+++ Tekstfragment +++

De minister heeft een aantal toezeggingen gedaan. Ik denk dat hij de motie terecht beschouwt als een steun in de rug en als een oproep om in het kleine jaar dat ons resteert, vast te houden aan het tijdschema en aan de inhoudelijke kanten van wat wij beogen. Mede namens de heren Korthals – na het overleg van gisteravond vind ik het bijna een eer dat ik hem als mede-indiener mag noemen – Van den Berg en Gabor wil ik de volgende motie indienen.

De Kamer,

gehoord de beraadslaging,

overwegende, dat onduidelijkheid blijft bestaan over de exacte toename van de politiesterkte;

verzoekt de regering:

  • a. voor 1 november 1997 duidelijk te maken welke definitie wordt gebruikt voor de feitelijke politiesterkte en voor "blauw op straat";

  • b. er tevens voor te zorgen dat uiterlijk 15 maart 1998 betrouwbare cijfers over de jaren 1996 en 1997 beschikbaar zijn, inclusief een sluitende manier van tellen,

en gaat over tot de orde van de dag.

De voorzitter:

Deze motie is voorgesteld door de leden Van Heemst, Korthals, Gabor en Van den Berg. Naar mij blijkt, wordt zij voldoende ondersteund.

Zij krijgt nr. 26 (25016).

De heer Gabor (CDA):

Voorzitter! Ik ben de bewindsman zeer erkentelijk voor de toezegging van gistermiddag dat hij alles zal doen om voor 1 november duidelijkheid te krijgen over de omstreden definities van "feitelijke politiesterkte" en "blauw op straat". Ik prijs hem daarvoor. Ik ben ook zeer ingenomen met zijn streven om de exacte gegevens van de politie uiterlijk op 15 maart volgend jaar over het jaar 1997 te krijgen. Meestal ben ik niet voor een ondersteunende motie, maar in dit geval lijkt het mij heel erg goed dat wij het vastleggen. Daarom steun ik de heer Van Heemst in zijn streven om dit vast te leggen.

Minister Dijkstal:

Voorzitter! Gisteren leek de Kamer toch zeer tevreden te zijn, want er was geen tweede termijn. Ik heb begrepen dat er nog een kleine heropening nodig was om het beleid van het kabinet nog eens te ondersteunen, want zo zie ik de motie inderdaad. Daar zijn wij zeer dankbaar voor. Er is gisteren een goed debat geweest over de lastige problematiek van het ontbreken van een sluitende administratie, van sluitende definities en het zicht op de ontwikkeling van de sterkte, en dat was wat mij betreft een goede zaak. Ik heb bij de motie die ik nu voor mij zie slechts een paar kleine kanttekeningen.

+++

**Werkopdracht 1:** Vertaal deze zin uit het debatfragment over de politiesterkte in het Engels: "Ik heb bij de motie die ik nu voor mij zie slechts een paar kleine kanttekeningen."
**Werkopdracht 2:** Zet het debatfragment over de politiesterkte voort, aansluitend op de laatste zin.
De records spelen hier geen enkele rol.

+++ Uittreksel gegevens +++

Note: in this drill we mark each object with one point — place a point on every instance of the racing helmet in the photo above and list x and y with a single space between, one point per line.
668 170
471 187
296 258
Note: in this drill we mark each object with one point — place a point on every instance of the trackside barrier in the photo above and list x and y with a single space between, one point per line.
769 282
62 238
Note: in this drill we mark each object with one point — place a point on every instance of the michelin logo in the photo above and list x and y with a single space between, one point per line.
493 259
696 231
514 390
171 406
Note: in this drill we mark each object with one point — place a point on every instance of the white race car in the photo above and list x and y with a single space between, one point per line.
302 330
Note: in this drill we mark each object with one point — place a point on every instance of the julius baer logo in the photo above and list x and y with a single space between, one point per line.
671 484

+++
+++ Uittreksel gegevens +++

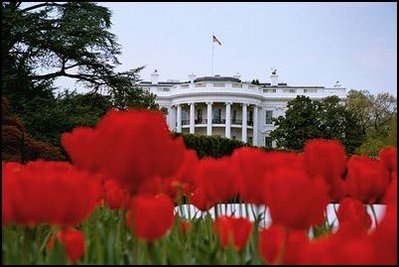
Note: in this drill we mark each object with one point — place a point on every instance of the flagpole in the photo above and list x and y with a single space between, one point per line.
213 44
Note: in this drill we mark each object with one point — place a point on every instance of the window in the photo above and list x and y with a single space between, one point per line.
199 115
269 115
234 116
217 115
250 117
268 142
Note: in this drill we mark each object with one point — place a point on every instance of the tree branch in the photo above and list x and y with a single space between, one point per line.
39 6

+++

**Schriftelijk antwoord 1:** I have only a few minor remarks on the motion that I now see before me.

**Schriftelijk antwoord 2:**
In het eerste dictum wordt het begrip "blauw op straat" gebruikt. Dat staat ook tussen aanhalingstekens. Ikzelf probeer het begrip telkens te vermijden en te spreken over "executief". Wij komen daar later nog op terug, want je zult het op een of andere manier moeten doen zonder aanhalingstekens. In die zin beschouw ik dus het begrip "blauw op straat".

Dan ga ik in op de termijnen die worden voorgesteld. Met de datum van 1 november heb ik sowieso geen probleem. Ik wijs erop dat de datum van 15 maart in één bepaald opzicht wat verrassend is. Vorige keer heeft de Kamer, ik meen dat het de motie-Dijksman was, gezegd dat zij graag twee keer per jaar informatie wilde hebben. Toen heb ik de Kamer gevraagd om wel een onderscheid te maken tussen de informatie die bij de begroting nodig is en een soort voortgangsrapportage. Toen zijn wij ook op andere peildata uitgekomen, namelijk 1 januari en 1 juli, maar ik kan mij voorstellen dat er nu behoefte is om dat op 15 maart te doen. Ik wil wel zeggen dat dit eenmalig gebeurt, omdat wij anders elk jaar, behalve op die twee data, ook nog eens op 15 maart stukken moeten leveren. De politieke achtergrond van die datum is dat men aan het eind van de kabinetsperiode de balans wil opmaken en in dat licht gezien is de datum van 15 maart niet onlogisch.

Samenvattend, het zijn allemaal dingen die het kabinet graag wil doen. In de parlementaire termen maakt dat de motie overbodig. Aan de andere kant kan ik mij voorstellen dat de Kamer ook wel eens wat wil. Ik laat het oordeel over deze motie dan maar verder aan de Kamer over.

De beraadslaging wordt gesloten.

De voorzitter:

Ik stel voor, morgen over de motie te stemmen.

Daartoe wordt besloten.

De vergadering wordt enkele ogenblikken geschorst.